## Instructions for the task
Rewrite the data below, changing every "drop a point" to "place a marker" and leaving all other text as it is. Omit the pictures from your answer.

Entries from a point annotation set:
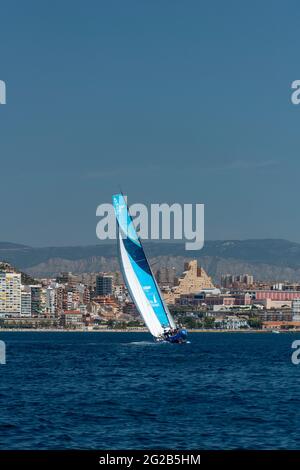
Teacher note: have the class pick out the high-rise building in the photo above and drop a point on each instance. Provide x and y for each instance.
(296, 309)
(104, 284)
(38, 300)
(50, 301)
(10, 294)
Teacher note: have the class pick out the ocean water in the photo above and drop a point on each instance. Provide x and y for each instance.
(122, 391)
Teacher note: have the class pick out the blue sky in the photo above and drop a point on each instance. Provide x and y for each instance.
(174, 101)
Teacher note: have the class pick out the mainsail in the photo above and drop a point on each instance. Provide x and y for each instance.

## Result for this task
Teacher note: have the class pick out the high-rise building in the photo above and place a marker on each instance. Provide x and y for each instance.
(296, 309)
(104, 284)
(38, 300)
(50, 301)
(10, 294)
Teacher note: have the class pick out the ocean water in the photo above and place a marker on each instance. Provide x and y for each instance.
(122, 391)
Teacher note: have the class pick out the blue sky in the photo above and place a marker on each instance. Provide x and y for each instance.
(174, 101)
Teacher note: have the class pick out the mainsail in the photo above and place a marker on each instance. Provide x and y for each instance.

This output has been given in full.